-- start of Record excerpts --

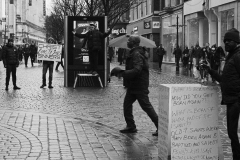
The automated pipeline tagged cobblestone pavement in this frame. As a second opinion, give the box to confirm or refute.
[0,59,238,160]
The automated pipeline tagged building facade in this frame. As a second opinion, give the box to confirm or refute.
[127,0,160,61]
[0,0,46,44]
[184,0,240,51]
[159,0,184,63]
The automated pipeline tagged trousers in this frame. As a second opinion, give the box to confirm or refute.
[123,89,158,128]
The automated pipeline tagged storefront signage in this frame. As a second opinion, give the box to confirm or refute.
[143,21,151,29]
[153,21,160,28]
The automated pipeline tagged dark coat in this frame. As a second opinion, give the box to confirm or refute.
[75,29,111,50]
[2,44,19,66]
[209,47,240,104]
[123,47,149,91]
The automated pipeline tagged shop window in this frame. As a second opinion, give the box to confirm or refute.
[221,9,235,46]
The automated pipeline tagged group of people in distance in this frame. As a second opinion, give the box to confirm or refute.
[156,43,226,83]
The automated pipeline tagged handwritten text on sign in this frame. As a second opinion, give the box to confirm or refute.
[170,87,218,160]
[37,43,62,62]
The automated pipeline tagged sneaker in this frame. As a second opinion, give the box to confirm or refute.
[13,86,21,90]
[120,127,137,133]
[40,84,46,88]
[48,85,53,89]
[152,130,158,136]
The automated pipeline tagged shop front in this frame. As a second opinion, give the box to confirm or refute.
[127,16,160,62]
[161,12,184,63]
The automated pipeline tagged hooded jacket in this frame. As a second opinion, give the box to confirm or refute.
[2,44,19,66]
[209,46,240,104]
[123,46,149,90]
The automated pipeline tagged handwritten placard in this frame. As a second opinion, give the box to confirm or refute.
[159,84,219,160]
[37,43,62,62]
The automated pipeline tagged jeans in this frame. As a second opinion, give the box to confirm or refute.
[6,65,17,87]
[123,89,158,128]
[227,102,240,160]
[42,62,54,86]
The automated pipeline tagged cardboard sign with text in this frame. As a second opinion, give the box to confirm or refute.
[158,84,221,160]
[37,43,62,62]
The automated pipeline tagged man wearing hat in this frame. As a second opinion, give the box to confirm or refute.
[206,28,240,160]
[2,39,20,91]
[72,23,111,75]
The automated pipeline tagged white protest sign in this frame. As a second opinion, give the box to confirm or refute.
[158,84,221,160]
[37,43,62,62]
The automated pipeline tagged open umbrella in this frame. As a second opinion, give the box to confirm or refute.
[109,35,157,48]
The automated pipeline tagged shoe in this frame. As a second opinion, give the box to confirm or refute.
[152,130,158,136]
[48,85,53,89]
[120,127,137,133]
[13,86,21,90]
[40,84,46,88]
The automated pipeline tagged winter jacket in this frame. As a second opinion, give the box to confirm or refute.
[75,29,110,50]
[156,47,166,56]
[2,44,19,66]
[123,46,149,91]
[209,47,240,104]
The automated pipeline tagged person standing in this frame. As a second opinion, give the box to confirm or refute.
[156,44,166,71]
[173,45,182,71]
[2,39,20,91]
[40,38,55,89]
[23,43,31,67]
[206,28,240,160]
[72,23,111,75]
[117,35,158,136]
[55,41,64,71]
[29,41,37,67]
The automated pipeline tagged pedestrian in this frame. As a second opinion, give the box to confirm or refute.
[18,45,23,64]
[108,47,114,63]
[203,28,240,160]
[55,41,64,71]
[156,44,166,71]
[118,48,124,65]
[72,23,111,75]
[115,35,158,136]
[173,45,182,71]
[182,46,189,68]
[29,41,37,67]
[23,43,31,67]
[2,39,20,91]
[40,38,55,89]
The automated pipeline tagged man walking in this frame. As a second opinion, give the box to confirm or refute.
[204,28,240,160]
[156,44,166,71]
[115,35,158,136]
[72,23,111,75]
[2,39,20,91]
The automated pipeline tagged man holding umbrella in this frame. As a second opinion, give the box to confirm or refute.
[111,35,158,136]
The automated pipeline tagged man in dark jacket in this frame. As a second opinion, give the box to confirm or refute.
[204,28,240,160]
[73,23,111,74]
[2,39,20,91]
[29,41,37,67]
[173,45,182,71]
[156,44,166,71]
[116,35,158,136]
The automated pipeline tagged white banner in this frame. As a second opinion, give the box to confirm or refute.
[37,43,62,62]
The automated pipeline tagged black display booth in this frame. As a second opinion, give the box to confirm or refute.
[64,16,109,87]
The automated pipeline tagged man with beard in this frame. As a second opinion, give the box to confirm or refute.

-- end of Record excerpts --

Exercise goal:
List every line of the records above that contains the word "jacket", matching its case exactly.

Full response:
The automated pipeline tagged hooded jacket in this frame. As a second opinion, give the box to confirm or refute.
The automated pipeline tagged winter jacket in this frame. As a second opinion, give the box to confirm or refute.
The automated pipeline tagged man in dark jacket in this frame. As a second opinion, give the box to confirm or refute.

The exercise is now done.